» Request
Convert all of the material below into a Markdown table with the columns No. and Entry, giving each line a row number. Skip blank lines and omit the pictures.

» Information provided
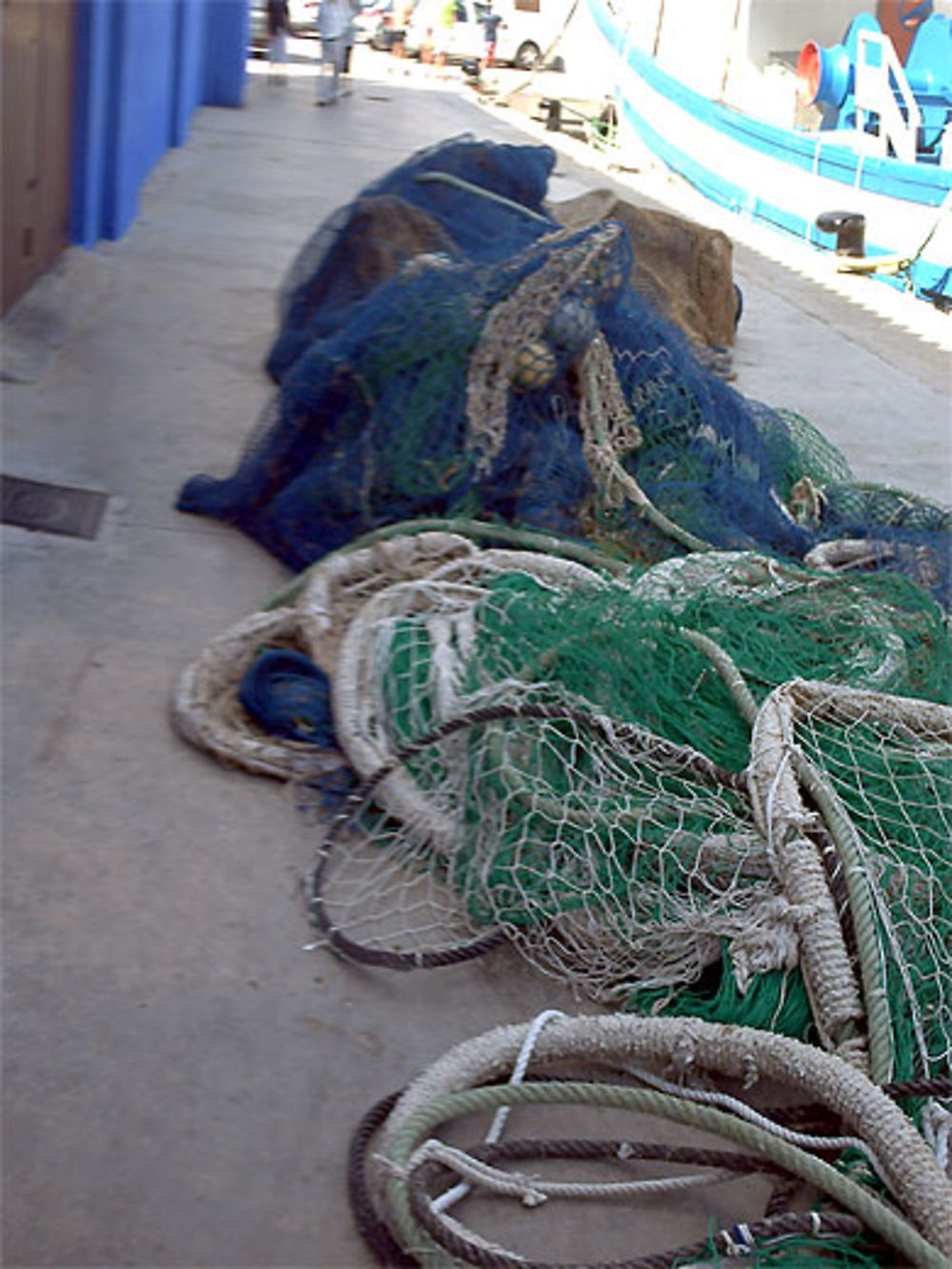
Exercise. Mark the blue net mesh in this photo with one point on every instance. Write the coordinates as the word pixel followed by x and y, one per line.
pixel 438 358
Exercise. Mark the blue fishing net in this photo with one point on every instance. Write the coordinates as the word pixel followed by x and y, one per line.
pixel 392 349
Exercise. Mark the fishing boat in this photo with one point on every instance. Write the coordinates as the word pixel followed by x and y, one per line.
pixel 845 144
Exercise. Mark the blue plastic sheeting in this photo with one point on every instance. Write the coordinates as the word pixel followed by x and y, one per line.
pixel 143 69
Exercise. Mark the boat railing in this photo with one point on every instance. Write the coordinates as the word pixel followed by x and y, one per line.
pixel 882 88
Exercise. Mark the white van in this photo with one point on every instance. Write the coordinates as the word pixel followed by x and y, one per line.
pixel 524 35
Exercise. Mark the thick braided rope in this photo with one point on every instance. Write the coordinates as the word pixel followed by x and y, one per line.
pixel 516 321
pixel 783 819
pixel 684 1044
pixel 870 1208
pixel 205 709
pixel 360 713
pixel 822 953
pixel 471 1249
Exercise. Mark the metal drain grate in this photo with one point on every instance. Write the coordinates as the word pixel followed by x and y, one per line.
pixel 32 504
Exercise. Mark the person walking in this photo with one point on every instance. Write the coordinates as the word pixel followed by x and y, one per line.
pixel 278 26
pixel 349 35
pixel 333 19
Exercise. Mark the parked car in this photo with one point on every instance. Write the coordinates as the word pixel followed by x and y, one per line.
pixel 522 35
pixel 258 28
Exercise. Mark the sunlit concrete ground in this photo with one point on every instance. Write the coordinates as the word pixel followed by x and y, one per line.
pixel 181 1077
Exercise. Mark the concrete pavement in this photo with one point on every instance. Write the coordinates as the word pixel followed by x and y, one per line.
pixel 181 1077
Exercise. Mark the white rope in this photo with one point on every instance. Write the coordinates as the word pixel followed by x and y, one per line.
pixel 708 1097
pixel 495 1130
pixel 533 1191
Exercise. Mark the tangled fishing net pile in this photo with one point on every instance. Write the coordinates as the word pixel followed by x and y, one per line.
pixel 600 660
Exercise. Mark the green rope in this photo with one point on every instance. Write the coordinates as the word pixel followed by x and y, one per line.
pixel 861 906
pixel 734 681
pixel 871 1210
pixel 445 178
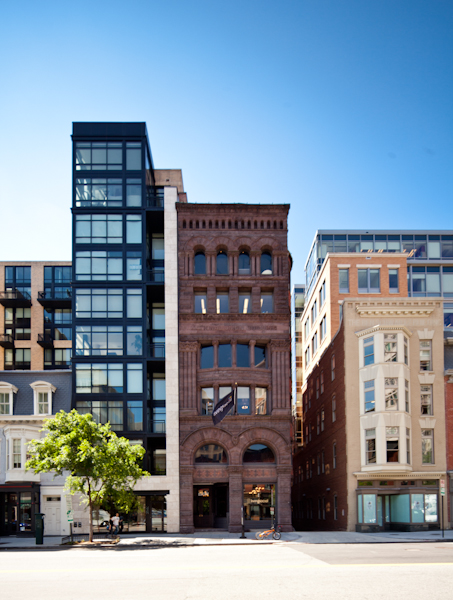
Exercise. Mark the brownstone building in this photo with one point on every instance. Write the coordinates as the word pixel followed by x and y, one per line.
pixel 234 333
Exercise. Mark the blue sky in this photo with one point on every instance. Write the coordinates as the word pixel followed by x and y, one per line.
pixel 341 108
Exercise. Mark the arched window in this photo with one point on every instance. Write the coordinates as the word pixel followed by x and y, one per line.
pixel 222 263
pixel 266 263
pixel 258 453
pixel 199 263
pixel 244 263
pixel 211 453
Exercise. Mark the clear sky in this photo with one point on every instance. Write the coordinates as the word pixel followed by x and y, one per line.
pixel 341 108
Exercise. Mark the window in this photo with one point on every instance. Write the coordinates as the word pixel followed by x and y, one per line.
pixel 222 303
pixel 99 378
pixel 222 263
pixel 368 351
pixel 243 400
pixel 244 263
pixel 200 263
pixel 314 312
pixel 369 396
pixel 322 294
pixel 200 301
pixel 260 357
pixel 99 193
pixel 390 347
pixel 210 453
pixel 99 340
pixel 408 445
pixel 428 446
pixel 370 446
pixel 242 355
pixel 225 356
pixel 98 156
pixel 99 266
pixel 392 438
pixel 391 393
pixel 103 303
pixel 99 229
pixel 369 281
pixel 393 281
pixel 426 399
pixel 6 397
pixel 425 355
pixel 266 263
pixel 344 281
pixel 260 401
pixel 323 328
pixel 258 453
pixel 103 411
pixel 267 302
pixel 207 357
pixel 245 303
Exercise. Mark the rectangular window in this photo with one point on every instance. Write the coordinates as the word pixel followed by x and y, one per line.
pixel 428 446
pixel 267 302
pixel 426 399
pixel 368 351
pixel 99 303
pixel 392 439
pixel 99 193
pixel 200 303
pixel 369 396
pixel 369 281
pixel 207 401
pixel 17 454
pixel 99 378
pixel 425 355
pixel 370 446
pixel 260 401
pixel 393 281
pixel 390 347
pixel 222 303
pixel 344 281
pixel 391 393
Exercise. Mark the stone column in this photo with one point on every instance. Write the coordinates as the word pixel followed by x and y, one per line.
pixel 236 493
pixel 186 497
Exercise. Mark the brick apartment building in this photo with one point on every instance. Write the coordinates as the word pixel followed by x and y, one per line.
pixel 234 332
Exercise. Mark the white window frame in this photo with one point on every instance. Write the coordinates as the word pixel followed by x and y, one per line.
pixel 8 389
pixel 42 387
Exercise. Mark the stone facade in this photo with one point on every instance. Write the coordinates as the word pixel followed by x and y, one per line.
pixel 234 230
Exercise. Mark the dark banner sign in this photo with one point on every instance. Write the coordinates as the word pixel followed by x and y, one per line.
pixel 222 408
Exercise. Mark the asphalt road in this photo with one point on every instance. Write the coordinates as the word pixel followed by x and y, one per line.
pixel 276 571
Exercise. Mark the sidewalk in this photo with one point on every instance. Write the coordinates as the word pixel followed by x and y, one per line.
pixel 214 538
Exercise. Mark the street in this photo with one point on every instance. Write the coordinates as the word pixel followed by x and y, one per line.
pixel 290 570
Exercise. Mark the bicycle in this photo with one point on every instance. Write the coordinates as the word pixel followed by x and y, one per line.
pixel 274 531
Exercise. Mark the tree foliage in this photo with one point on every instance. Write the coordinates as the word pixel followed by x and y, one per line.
pixel 102 467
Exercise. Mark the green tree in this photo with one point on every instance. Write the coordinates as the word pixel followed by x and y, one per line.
pixel 102 467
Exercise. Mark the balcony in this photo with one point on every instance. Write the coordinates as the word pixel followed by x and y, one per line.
pixel 6 340
pixel 156 350
pixel 15 299
pixel 56 299
pixel 45 340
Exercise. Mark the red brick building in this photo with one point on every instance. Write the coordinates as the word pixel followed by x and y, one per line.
pixel 234 333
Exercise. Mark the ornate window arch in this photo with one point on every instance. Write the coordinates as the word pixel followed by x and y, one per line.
pixel 42 397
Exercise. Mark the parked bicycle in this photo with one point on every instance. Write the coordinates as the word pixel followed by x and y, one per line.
pixel 274 531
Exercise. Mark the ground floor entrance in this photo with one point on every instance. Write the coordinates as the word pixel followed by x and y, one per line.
pixel 18 505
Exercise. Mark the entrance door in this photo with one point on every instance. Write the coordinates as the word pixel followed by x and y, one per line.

» Answer below
| No. | Entry |
|---|---|
| 1 | Exercise. Mark the blue net mesh in this photo with one point on every instance. Write the coordinates as the word pixel followed by x and y, one per line. |
| 2 | pixel 438 358 |
| 3 | Exercise. Mark the blue fishing net in this photo with one point on every instance. Write the coordinates as the word pixel followed by x and y, one per line. |
| 4 | pixel 392 349 |
| 5 | Exercise. Mark the fishing boat in this photo with one point on every instance. Write the coordinates as the word pixel followed by x and y, one per line. |
| 6 | pixel 845 144 |
| 7 | Exercise. Mark the blue plastic sheeting in this photo with one point on every instance. Write the coordinates as the word pixel followed by x and y, one per line. |
| 8 | pixel 143 69 |
| 9 | Exercise. Mark the boat railing in this photo with one point on every instance. Write the coordinates as the word pixel followed by x and y, one per line. |
| 10 | pixel 882 88 |
| 11 | Exercise. Mark the white van in this photo with one point on every instance. Write the coordinates as the word pixel followed by x and y, one per line. |
| 12 | pixel 524 35 |
| 13 | Exercise. Mark the thick braided rope in this photo with one point on every instance. Write the coordinates as the word pixel followed by x and y, one per line. |
| 14 | pixel 516 321 |
| 15 | pixel 783 819 |
| 16 | pixel 684 1044 |
| 17 | pixel 870 1208 |
| 18 | pixel 205 709 |
| 19 | pixel 360 713 |
| 20 | pixel 822 953 |
| 21 | pixel 471 1249 |
| 22 | Exercise. Mark the metal drain grate in this photo with one point on every instance. Write the coordinates as the word pixel followed by x and y, one per line. |
| 23 | pixel 32 504 |
| 24 | Exercise. Mark the person walking in this photo with one point on every instance. Write the coordinates as the word pixel followed by x and y, one per line. |
| 25 | pixel 278 26 |
| 26 | pixel 349 35 |
| 27 | pixel 333 19 |
| 28 | Exercise. Mark the parked car in this photo with one point on every instance. Write the coordinates as the word pixel followed by x and y, one per line. |
| 29 | pixel 522 35 |
| 30 | pixel 258 28 |
| 31 | Exercise. Mark the sunlit concrete ground in this photo with one point on every instance. Write the coordinates as the word pixel followed by x and y, one per line. |
| 32 | pixel 181 1077 |
| 33 | Exercise. Mark the concrete pavement in this photo with one point on every instance. Write the coordinates as the word pixel followed by x and y, one per line. |
| 34 | pixel 181 1077 |
| 35 | Exercise. Mark the white rope in this photo with one point on every instance. Write the coordinates as the word pixel followed by x and y, one per line. |
| 36 | pixel 708 1097 |
| 37 | pixel 495 1130 |
| 38 | pixel 533 1191 |
| 39 | Exercise. Mark the tangled fishing net pile in this photo with one point on every instance. Write the coordinates as the word pixel followed by x and y, one per line. |
| 40 | pixel 600 660 |
| 41 | Exercise. Mark the green rope in this photo with one point on every instance. Write the coordinates as the word pixel followed by x and y, one per line. |
| 42 | pixel 861 906 |
| 43 | pixel 734 681 |
| 44 | pixel 871 1210 |
| 45 | pixel 445 178 |
| 46 | Exercise. Mark the brownstone building in this photo with one point on every instance. Write the coordinates as the word pixel followed by x and y, one per line. |
| 47 | pixel 234 333 |
| 48 | Exercise. Mark the blue sky in this photo with one point on every instance. Write the coordinates as the word pixel followed by x and y, one per line. |
| 49 | pixel 341 108 |
| 50 | Exercise. Mark the arched window in this photo with one point on every instance. Write the coordinates as the word pixel followed by x and y, one per line. |
| 51 | pixel 222 263 |
| 52 | pixel 266 263 |
| 53 | pixel 258 453 |
| 54 | pixel 199 263 |
| 55 | pixel 244 263 |
| 56 | pixel 211 453 |
| 57 | Exercise. Mark the clear sky in this photo with one point on every instance. Write the coordinates as the word pixel followed by x and y, one per line. |
| 58 | pixel 341 108 |
| 59 | Exercise. Mark the window in this photo with one point on every instance. Write the coordinates as the word pixel followed by x and y, one per line. |
| 60 | pixel 222 303 |
| 61 | pixel 99 378 |
| 62 | pixel 222 263 |
| 63 | pixel 368 351 |
| 64 | pixel 243 400 |
| 65 | pixel 244 263 |
| 66 | pixel 200 263 |
| 67 | pixel 314 312 |
| 68 | pixel 369 396 |
| 69 | pixel 322 294 |
| 70 | pixel 200 301 |
| 71 | pixel 260 357 |
| 72 | pixel 99 193 |
| 73 | pixel 390 347 |
| 74 | pixel 210 453 |
| 75 | pixel 99 340 |
| 76 | pixel 408 445 |
| 77 | pixel 428 446 |
| 78 | pixel 370 446 |
| 79 | pixel 242 355 |
| 80 | pixel 225 356 |
| 81 | pixel 98 156 |
| 82 | pixel 99 266 |
| 83 | pixel 392 438 |
| 84 | pixel 391 393 |
| 85 | pixel 103 303 |
| 86 | pixel 99 229 |
| 87 | pixel 369 281 |
| 88 | pixel 393 281 |
| 89 | pixel 426 399 |
| 90 | pixel 6 397 |
| 91 | pixel 425 355 |
| 92 | pixel 266 263 |
| 93 | pixel 344 281 |
| 94 | pixel 260 401 |
| 95 | pixel 323 328 |
| 96 | pixel 258 453 |
| 97 | pixel 103 411 |
| 98 | pixel 267 302 |
| 99 | pixel 207 357 |
| 100 | pixel 245 303 |
| 101 | Exercise. Mark the rectangular window in this photo with one point on every instance. Write the coordinates as the word pixel followed by x and y, one per line. |
| 102 | pixel 428 446 |
| 103 | pixel 267 302 |
| 104 | pixel 426 399 |
| 105 | pixel 368 351 |
| 106 | pixel 99 303 |
| 107 | pixel 392 439 |
| 108 | pixel 99 193 |
| 109 | pixel 200 303 |
| 110 | pixel 369 396 |
| 111 | pixel 369 281 |
| 112 | pixel 207 401 |
| 113 | pixel 17 454 |
| 114 | pixel 99 378 |
| 115 | pixel 425 355 |
| 116 | pixel 370 446 |
| 117 | pixel 260 401 |
| 118 | pixel 393 281 |
| 119 | pixel 390 347 |
| 120 | pixel 222 303 |
| 121 | pixel 344 281 |
| 122 | pixel 391 393 |
| 123 | Exercise. Mark the stone column in this photo with one point on every instance. Write the coordinates as the word pixel followed by x and y, one per line. |
| 124 | pixel 236 493 |
| 125 | pixel 186 497 |
| 126 | Exercise. Mark the brick apartment building in this photo with one point on every instance. Write the coordinates as the word pixel followed by x and y, one per line. |
| 127 | pixel 234 332 |
| 128 | Exercise. Mark the white window frame in this photo with one point on every instance. Write the coordinates as the word pixel followed by x and y, one per line. |
| 129 | pixel 8 389 |
| 130 | pixel 42 387 |
| 131 | Exercise. Mark the stone facade in this photo with one point on every instance. Write the coordinates as the word pixel followed by x and y, one per line. |
| 132 | pixel 234 230 |
| 133 | Exercise. Mark the dark banner sign in this photo with one point on every instance. Write the coordinates as the word pixel followed by x and y, one per line. |
| 134 | pixel 222 408 |
| 135 | Exercise. Mark the asphalt road in this photo with one point on every instance. Write the coordinates as the word pixel followed by x and y, one per line. |
| 136 | pixel 276 571 |
| 137 | Exercise. Mark the sidewalk in this photo with one point on every instance. Write the coordinates as the word pixel followed by x and y, one per line. |
| 138 | pixel 214 538 |
| 139 | Exercise. Mark the street in this photo with one point on every instance. Write the coordinates as the word pixel followed by x and y, one per line. |
| 140 | pixel 290 570 |
| 141 | Exercise. Mark the bicycle in this photo with one point on every instance. Write the coordinates as the word pixel followed by x and y, one per line. |
| 142 | pixel 274 531 |
| 143 | Exercise. Mark the tree foliage in this photo with one point on every instance. Write the coordinates as the word pixel followed by x and y, one per line. |
| 144 | pixel 102 467 |
| 145 | Exercise. Mark the green tree in this photo with one point on every instance. Write the coordinates as the word pixel followed by x and y, one per line. |
| 146 | pixel 102 467 |
| 147 | Exercise. Mark the balcony in this photo with one point on every instance. Write the coordinates as the word pixel followed by x and y, one per line. |
| 148 | pixel 6 340 |
| 149 | pixel 156 350 |
| 150 | pixel 15 299 |
| 151 | pixel 56 299 |
| 152 | pixel 45 340 |
| 153 | Exercise. Mark the red brick building in this photo with one point on every instance. Write the coordinates as the word pixel followed by x and y, one per line. |
| 154 | pixel 234 333 |
| 155 | Exercise. Mark the ornate window arch in this photo with one point on every instance. Write the coordinates as the word pixel followed by x and y, one per line. |
| 156 | pixel 42 397 |
| 157 | Exercise. Mark the parked bicycle in this photo with one point on every instance. Write the coordinates as the word pixel followed by x and y, one per line. |
| 158 | pixel 274 531 |
| 159 | Exercise. Mark the ground floor entrance in this photo with one point on every instance. Write the coordinates as the word pixel followed by x and y, one per line. |
| 160 | pixel 18 505 |
| 161 | Exercise. Mark the entrance door in this photo with one point on every instance. Write the coordinates as the word pixel followed by x and y, one per line. |